Requirements => Pull out and reproduce word for word the rows from the line with "the truck bed" through the final line of the rows, including both of those lines.

Provided records =>

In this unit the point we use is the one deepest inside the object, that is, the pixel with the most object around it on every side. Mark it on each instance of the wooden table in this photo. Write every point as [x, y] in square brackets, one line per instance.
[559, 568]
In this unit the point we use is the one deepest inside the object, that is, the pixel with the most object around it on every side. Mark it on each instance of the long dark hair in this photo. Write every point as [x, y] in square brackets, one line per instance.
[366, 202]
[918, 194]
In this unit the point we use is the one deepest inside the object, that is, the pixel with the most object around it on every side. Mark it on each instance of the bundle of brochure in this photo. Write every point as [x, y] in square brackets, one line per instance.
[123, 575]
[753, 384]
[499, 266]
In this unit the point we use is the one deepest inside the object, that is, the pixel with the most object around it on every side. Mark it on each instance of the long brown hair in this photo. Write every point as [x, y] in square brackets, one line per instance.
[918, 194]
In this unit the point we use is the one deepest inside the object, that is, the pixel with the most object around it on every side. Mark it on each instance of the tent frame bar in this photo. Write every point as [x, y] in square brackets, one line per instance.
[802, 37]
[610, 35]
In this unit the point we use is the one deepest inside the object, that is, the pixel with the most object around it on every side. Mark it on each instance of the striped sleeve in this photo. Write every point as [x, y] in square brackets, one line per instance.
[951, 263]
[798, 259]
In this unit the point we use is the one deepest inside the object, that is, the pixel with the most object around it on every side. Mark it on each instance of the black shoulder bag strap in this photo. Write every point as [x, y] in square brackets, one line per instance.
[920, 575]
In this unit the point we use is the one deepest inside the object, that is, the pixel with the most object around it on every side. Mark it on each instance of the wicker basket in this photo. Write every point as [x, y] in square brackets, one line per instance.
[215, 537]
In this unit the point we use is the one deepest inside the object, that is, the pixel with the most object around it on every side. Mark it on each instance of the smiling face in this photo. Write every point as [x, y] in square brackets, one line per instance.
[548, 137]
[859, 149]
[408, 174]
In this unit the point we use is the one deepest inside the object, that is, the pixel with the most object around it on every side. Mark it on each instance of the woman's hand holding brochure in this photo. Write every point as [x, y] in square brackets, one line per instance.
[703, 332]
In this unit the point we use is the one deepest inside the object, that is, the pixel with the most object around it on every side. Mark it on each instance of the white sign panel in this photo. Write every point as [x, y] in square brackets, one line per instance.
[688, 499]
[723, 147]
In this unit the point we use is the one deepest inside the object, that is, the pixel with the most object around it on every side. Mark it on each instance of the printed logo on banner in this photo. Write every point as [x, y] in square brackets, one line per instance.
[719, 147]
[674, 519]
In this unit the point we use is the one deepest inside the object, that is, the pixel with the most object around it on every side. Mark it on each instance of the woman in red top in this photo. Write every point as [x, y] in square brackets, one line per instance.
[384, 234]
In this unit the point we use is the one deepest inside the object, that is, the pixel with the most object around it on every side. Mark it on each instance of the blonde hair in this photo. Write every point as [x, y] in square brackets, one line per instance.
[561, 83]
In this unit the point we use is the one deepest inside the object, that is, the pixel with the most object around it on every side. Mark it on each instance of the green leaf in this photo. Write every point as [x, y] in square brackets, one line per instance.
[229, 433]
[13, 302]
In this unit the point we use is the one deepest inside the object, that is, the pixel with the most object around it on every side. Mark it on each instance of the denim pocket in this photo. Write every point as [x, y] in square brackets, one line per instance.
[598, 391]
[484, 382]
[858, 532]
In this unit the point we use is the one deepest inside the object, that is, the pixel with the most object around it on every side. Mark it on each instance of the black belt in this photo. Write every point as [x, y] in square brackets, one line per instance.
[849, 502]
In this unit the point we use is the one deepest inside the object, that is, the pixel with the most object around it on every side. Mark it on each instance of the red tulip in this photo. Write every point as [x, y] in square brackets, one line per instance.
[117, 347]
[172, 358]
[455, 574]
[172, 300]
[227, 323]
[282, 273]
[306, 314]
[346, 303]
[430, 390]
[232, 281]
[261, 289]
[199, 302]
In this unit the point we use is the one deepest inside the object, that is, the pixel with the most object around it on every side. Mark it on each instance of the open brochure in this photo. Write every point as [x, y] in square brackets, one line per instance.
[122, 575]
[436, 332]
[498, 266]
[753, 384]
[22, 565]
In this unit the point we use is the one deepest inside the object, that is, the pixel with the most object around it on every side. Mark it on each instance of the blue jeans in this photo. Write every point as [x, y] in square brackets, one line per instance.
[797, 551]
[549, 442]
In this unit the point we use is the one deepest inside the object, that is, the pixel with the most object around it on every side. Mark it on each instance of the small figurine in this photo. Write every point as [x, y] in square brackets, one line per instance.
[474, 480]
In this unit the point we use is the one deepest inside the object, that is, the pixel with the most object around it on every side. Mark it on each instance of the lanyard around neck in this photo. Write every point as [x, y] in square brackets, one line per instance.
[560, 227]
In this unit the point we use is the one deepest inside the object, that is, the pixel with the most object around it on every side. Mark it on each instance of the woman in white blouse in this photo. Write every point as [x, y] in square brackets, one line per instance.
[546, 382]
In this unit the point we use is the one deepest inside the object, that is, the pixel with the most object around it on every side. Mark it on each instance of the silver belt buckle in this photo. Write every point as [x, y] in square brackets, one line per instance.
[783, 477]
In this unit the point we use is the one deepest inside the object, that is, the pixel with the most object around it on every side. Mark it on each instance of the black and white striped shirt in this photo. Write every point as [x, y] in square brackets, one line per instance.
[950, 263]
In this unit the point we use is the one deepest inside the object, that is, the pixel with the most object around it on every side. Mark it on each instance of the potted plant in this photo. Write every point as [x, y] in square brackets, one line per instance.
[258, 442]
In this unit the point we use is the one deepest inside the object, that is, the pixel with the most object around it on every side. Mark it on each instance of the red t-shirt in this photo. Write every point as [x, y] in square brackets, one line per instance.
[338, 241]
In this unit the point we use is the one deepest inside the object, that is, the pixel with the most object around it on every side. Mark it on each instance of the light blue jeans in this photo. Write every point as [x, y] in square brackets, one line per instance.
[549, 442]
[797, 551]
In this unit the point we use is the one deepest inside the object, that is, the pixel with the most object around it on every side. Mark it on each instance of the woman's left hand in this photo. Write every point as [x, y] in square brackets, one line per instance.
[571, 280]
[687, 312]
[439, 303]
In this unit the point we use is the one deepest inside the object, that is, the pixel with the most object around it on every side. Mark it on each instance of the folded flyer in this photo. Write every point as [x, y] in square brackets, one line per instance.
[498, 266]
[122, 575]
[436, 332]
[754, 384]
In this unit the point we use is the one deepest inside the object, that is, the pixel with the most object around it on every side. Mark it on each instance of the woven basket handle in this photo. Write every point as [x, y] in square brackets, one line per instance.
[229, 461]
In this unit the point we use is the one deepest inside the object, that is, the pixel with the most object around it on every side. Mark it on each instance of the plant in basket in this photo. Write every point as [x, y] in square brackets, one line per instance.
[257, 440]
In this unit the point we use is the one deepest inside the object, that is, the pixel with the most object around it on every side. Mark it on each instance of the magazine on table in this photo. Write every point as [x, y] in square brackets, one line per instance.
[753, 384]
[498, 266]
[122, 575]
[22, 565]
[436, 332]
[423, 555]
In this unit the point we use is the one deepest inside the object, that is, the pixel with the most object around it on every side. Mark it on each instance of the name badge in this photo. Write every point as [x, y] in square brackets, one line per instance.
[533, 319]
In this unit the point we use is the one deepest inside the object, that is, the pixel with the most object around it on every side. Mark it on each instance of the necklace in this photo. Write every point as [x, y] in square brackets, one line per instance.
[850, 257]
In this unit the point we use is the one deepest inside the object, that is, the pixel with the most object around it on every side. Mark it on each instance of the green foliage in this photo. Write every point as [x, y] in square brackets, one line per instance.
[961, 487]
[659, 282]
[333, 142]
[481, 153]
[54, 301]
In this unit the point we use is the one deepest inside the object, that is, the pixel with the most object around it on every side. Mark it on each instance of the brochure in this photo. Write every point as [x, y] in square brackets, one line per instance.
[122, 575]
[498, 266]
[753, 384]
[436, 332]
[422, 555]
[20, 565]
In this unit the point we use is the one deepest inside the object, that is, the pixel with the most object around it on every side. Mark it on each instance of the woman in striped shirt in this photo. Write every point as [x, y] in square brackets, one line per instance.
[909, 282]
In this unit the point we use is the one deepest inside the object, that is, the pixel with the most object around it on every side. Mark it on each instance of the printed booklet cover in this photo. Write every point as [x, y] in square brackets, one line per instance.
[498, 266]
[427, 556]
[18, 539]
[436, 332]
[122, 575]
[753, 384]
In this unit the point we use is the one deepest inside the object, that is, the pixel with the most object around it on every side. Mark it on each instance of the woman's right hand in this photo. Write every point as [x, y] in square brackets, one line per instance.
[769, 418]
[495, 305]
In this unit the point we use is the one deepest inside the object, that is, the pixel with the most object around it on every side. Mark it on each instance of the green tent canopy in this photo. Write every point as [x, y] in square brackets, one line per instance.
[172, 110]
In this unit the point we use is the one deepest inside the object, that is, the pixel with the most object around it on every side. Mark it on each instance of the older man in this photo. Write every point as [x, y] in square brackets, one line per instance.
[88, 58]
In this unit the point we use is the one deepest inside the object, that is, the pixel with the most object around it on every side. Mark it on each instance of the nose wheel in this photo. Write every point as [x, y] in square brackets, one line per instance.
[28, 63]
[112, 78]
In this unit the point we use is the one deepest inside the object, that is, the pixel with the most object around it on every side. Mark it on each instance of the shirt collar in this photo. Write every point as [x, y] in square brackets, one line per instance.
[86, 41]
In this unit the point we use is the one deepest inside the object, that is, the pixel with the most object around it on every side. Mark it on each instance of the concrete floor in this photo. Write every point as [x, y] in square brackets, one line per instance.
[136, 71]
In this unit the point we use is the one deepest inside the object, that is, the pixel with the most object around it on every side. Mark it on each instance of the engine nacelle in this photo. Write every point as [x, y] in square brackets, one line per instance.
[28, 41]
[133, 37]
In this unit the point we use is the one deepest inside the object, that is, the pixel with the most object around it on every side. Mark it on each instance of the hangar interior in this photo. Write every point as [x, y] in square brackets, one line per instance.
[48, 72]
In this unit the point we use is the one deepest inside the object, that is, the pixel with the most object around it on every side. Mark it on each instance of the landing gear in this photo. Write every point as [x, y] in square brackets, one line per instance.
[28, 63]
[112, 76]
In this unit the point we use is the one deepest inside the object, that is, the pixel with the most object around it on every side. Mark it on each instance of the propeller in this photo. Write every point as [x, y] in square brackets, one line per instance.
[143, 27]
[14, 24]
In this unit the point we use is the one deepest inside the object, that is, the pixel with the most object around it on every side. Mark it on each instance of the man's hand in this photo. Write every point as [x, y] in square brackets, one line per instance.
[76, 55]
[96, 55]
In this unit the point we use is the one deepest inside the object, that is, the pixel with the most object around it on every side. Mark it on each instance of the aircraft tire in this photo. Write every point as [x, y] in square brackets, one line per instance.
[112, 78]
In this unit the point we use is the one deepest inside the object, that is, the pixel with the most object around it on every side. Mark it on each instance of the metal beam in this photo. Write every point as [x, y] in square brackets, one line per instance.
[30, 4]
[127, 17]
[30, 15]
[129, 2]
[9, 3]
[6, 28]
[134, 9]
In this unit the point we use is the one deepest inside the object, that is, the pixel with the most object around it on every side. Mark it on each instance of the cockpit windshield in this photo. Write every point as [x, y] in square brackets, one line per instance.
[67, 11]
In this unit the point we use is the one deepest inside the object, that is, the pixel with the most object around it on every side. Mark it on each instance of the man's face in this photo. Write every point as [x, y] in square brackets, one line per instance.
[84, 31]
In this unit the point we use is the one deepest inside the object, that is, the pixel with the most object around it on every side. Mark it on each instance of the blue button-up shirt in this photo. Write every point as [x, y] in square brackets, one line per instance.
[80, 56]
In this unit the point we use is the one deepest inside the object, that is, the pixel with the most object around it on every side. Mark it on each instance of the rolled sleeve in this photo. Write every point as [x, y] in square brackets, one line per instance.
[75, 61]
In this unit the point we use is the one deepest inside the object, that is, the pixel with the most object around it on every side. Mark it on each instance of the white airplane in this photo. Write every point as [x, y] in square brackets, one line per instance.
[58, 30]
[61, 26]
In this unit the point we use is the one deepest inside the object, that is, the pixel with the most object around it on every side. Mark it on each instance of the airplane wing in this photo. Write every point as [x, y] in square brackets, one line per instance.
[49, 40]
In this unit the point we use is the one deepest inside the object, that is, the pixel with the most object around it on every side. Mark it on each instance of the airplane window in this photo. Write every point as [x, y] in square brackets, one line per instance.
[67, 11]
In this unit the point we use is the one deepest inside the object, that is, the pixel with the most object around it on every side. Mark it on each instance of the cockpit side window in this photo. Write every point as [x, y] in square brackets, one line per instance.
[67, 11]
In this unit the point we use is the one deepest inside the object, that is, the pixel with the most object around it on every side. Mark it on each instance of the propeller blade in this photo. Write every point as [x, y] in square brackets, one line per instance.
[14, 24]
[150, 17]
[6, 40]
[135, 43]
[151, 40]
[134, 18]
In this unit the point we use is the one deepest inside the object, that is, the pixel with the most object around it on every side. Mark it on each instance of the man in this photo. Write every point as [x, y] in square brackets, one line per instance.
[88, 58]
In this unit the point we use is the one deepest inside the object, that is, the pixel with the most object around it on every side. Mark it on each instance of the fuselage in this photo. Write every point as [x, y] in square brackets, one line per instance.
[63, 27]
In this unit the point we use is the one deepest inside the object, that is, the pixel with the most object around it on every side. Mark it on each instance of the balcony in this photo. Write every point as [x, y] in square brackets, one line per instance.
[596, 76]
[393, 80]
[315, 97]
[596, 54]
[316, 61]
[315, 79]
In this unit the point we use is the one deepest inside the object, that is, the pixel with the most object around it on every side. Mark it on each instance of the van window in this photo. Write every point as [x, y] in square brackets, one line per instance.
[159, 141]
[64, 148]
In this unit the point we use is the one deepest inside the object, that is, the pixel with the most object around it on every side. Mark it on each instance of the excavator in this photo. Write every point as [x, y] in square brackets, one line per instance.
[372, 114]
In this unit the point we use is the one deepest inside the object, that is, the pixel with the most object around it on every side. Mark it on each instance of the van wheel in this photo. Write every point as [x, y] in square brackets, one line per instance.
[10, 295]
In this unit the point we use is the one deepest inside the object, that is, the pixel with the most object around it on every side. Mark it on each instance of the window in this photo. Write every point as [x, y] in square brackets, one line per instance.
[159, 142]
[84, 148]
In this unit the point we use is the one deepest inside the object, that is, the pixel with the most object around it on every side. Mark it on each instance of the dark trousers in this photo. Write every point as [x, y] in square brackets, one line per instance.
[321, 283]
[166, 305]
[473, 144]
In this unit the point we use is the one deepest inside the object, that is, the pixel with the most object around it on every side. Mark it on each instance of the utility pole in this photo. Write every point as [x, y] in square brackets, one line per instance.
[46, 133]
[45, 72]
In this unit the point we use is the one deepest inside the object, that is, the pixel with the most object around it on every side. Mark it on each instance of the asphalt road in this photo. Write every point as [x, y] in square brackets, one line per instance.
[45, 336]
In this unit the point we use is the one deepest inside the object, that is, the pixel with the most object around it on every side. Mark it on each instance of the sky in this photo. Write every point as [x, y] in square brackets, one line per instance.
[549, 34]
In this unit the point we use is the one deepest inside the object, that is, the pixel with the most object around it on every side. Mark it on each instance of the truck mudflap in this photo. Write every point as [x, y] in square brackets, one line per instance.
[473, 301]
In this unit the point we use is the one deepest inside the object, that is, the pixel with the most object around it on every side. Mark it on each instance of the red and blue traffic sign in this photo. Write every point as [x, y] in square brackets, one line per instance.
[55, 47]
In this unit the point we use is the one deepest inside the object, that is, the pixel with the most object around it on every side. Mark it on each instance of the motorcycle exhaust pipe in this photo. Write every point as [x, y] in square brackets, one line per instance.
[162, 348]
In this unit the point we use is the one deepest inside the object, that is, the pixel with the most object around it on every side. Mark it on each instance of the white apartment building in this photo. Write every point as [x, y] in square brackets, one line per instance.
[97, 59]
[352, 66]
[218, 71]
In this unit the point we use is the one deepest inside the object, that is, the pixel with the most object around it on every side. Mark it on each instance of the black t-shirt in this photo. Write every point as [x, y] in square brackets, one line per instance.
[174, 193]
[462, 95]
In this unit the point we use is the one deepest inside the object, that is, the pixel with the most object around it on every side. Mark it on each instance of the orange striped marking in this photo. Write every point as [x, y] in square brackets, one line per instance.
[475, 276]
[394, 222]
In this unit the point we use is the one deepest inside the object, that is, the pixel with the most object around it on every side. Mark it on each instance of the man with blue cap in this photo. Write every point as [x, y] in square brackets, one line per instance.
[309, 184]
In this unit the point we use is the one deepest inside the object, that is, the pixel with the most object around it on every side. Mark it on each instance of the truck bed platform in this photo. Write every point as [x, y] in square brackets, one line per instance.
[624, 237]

The result =>
In this unit the point we use is the one deepest inside the object, that is, the pixel with the most object around it on every side. Mark it on each instance of the truck bed platform in this photo. Write every point as [x, y] in square brackets, one line per instance.
[624, 237]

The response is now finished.